** Start TASK INPUTS **

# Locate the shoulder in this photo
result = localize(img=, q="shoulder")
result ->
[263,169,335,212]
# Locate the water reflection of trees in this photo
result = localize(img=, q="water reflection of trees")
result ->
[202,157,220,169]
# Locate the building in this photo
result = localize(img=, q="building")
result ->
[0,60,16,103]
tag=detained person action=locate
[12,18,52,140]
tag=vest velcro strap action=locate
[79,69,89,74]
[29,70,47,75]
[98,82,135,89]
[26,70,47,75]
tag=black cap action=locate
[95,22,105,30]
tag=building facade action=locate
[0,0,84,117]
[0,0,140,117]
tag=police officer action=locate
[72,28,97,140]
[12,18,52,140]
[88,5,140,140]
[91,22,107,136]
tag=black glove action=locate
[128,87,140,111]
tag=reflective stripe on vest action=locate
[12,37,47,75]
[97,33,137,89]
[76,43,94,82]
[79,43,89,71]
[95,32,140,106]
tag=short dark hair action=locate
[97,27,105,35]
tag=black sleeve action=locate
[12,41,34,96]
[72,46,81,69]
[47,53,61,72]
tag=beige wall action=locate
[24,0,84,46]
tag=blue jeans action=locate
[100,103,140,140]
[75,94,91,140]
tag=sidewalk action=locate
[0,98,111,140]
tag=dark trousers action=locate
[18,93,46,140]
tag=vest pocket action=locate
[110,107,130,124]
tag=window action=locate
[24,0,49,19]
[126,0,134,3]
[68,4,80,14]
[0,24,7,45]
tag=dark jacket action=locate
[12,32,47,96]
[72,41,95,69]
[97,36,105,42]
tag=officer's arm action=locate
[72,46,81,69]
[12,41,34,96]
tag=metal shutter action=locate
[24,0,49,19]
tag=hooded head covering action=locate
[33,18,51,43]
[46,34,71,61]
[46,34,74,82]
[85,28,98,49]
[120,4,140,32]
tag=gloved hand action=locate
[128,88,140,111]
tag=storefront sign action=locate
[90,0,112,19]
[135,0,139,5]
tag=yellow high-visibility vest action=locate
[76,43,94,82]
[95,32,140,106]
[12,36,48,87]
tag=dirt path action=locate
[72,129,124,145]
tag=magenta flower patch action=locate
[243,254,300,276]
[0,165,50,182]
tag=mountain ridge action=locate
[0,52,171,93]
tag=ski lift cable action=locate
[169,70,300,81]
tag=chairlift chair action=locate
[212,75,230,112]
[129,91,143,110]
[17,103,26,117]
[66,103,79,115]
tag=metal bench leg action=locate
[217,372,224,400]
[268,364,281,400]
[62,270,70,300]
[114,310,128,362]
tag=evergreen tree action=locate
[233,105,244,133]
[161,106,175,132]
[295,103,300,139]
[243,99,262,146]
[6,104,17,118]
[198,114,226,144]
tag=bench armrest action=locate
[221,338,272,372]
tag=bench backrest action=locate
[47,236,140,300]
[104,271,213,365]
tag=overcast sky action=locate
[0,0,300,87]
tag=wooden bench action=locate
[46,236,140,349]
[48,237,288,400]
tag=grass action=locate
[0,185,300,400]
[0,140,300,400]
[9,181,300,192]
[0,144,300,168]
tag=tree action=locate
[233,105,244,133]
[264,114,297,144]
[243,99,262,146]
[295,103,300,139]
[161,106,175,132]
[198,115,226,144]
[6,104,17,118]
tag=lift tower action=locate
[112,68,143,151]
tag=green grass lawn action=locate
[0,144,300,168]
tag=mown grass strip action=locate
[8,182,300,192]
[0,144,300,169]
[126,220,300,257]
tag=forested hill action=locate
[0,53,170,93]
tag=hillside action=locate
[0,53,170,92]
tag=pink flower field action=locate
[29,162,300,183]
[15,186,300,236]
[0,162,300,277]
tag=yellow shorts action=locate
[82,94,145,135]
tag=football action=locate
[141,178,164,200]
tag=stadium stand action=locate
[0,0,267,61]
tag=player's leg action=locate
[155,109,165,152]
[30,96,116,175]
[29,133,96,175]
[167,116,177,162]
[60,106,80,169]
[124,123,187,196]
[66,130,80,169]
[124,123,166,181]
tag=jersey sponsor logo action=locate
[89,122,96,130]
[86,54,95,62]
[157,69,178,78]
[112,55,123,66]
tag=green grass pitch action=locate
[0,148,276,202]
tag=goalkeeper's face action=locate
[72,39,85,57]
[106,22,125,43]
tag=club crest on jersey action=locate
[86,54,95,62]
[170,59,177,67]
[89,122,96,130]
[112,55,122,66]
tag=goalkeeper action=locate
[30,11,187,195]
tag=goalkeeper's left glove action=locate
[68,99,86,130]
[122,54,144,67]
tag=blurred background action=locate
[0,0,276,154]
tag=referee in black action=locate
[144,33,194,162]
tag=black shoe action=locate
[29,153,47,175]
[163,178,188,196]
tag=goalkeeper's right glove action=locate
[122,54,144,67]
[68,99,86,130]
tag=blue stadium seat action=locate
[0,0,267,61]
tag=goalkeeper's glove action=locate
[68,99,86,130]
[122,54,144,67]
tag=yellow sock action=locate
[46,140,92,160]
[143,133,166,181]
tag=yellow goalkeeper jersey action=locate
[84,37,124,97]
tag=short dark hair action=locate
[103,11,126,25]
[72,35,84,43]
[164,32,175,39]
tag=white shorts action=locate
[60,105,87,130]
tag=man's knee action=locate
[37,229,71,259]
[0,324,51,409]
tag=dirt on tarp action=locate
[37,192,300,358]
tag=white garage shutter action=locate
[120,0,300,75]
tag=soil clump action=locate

** End TASK INPUTS **

*AIM OF THE EXERCISE*.
Copy out everything above from the line containing "tag=club crest on jersey action=locate" down to the line containing "[163,178,188,196]", requests included. Multiply every bounding-box coordinate in the answers by 2.5 and round each to a whole number, rounding halves up.

*RESULT FOR THIS EXERCISE*.
tag=club crest on jersey action=locate
[215,135,238,155]
[425,148,443,168]
[223,305,240,325]
[280,138,305,165]
tag=goalkeeper action=locate
[75,28,468,488]
tag=goalkeeper's left glove action=locate
[170,248,215,325]
[305,135,360,168]
tag=blurred background action=locate
[0,0,690,385]
tag=referee in black action=locate
[360,83,485,405]
tag=black shoe action=locate
[73,383,118,438]
[408,445,470,490]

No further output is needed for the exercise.